• WHAT YOU SHOULD DO
Extend the page on circular economy work in Espoo, beginning right after its final sentence.

--- PAGE EXTRACT Enclosed Below ---

Why are we developing circular economy solutions in Espoo?

Published: 26.8.2021 3.24
Models and sketches on the table.
In a circular economy, design plays an important role. A well-designed product is durable and easy to repair. Even the success of recycling is considered in advance at the designer’s desk.

Did you know that our City Garden composts horse manure from nearby stables or that recycled asphalt is used for infrastructure construction? Many circular economy solutions have been commonplace in different fields for a long time.

In recent years, however, it has been found that the circular economy offers even greater economic opportunities for both the city and companies. In addition, new circular economy solutions are needed in order to achieve the goals of sustainable development. That is why we have started projects relating to the circular economy and, for example, signed a commitment to the circular economy.

What is the circular economy?

The circular economy is much more than just recycling and has a strong link with climate change prevention, the sustainable use of natural resources and the preservation of biodiversity.

--- End of Enclosed PAGE EXTRACT ---
--- DATA SUPPLIED Enclosed Below ---

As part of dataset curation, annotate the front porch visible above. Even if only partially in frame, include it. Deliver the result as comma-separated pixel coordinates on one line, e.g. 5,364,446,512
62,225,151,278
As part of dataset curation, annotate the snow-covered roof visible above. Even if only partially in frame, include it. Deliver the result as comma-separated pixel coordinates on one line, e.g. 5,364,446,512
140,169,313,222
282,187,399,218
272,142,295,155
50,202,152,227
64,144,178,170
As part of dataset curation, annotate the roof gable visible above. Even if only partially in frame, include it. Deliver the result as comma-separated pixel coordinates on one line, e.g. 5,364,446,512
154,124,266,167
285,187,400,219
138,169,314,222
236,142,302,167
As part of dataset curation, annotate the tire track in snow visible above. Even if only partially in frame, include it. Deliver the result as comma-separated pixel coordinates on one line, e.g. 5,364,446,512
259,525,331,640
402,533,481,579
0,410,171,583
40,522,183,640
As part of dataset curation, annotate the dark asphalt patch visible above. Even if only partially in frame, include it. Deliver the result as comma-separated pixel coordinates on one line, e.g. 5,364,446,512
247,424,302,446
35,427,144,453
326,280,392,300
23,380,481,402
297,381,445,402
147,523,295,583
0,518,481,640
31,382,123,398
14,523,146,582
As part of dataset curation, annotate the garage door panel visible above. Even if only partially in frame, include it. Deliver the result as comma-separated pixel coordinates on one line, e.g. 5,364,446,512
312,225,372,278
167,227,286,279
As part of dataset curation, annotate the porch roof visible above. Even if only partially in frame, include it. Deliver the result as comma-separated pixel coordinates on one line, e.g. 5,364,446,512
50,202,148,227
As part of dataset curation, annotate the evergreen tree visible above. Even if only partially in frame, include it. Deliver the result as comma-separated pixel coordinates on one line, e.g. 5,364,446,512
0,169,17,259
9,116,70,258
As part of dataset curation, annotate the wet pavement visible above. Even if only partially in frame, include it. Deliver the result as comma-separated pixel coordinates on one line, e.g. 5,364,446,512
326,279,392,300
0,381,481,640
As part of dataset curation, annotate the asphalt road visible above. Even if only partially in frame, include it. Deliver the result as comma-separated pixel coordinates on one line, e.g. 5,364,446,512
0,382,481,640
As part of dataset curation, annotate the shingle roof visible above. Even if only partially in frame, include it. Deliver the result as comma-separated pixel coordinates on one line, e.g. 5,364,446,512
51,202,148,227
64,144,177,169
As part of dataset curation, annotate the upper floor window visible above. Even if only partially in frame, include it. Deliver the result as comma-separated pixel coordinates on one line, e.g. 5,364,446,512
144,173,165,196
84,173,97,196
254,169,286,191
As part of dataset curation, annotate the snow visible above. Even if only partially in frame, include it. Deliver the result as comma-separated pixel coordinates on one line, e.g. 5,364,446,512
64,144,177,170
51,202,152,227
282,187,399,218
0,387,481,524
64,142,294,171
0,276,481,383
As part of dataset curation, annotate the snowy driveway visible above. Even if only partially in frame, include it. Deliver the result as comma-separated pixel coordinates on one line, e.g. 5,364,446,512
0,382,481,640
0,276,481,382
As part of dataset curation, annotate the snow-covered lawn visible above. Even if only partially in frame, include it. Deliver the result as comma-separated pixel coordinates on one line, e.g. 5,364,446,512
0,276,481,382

--- End of Enclosed DATA SUPPLIED ---

• TASK RESULT
The circular economy is a new economic approach involving sustainable operation within the limits of the carrying capacity of the Earth. Natural resources are used sparingly, thus minimising waste and litter. In addition to individual goods and services, the whole society, including the city, is made sustainable. This means new ways to act and solve challenges. Goods, components and materials remain in circulation for as long as possible while remaining as valuable as possible. The circular economy may involve, for example, sharing, repairing or reusing products or recycling materials.

Seeking sustainable growth with the circular economy

In accordance with the Espoo Story, we want to offer our residents the opportunity to live a good life. Our city is constantly growing, and in a pioneering city, this must be done in a sustainable way. The circular economy enables the sustainable use of materials, for example in construction, while creating new innovations and jobs.

It is particularly important in a circular economy to notice its economic potential. Shared cars, peer-to-peer car rental, clothing rental shops, waste food applications, bio-based alternatives to plastics and repair, update and maintenance services that extend the life of goods are examples of new and old business that utilises the circular economy. Waste heat can be recovered, thereby reducing dependence on fossil fuels. When the whole world starts to combat climate change, pioneering companies will have the opportunity for sustainable growth.

Reducing climate emissions with the circular economy

Espoo has an ambitious goal of being carbon neutral by 2030. The most significant sources of emissions are the heating of buildings and mobility. Although there is still a lot of work to be done in reducing total emissions, the per capita emissions of the growing city have already been halved. The figure is the lowest in the Helsinki Metropolitan Area.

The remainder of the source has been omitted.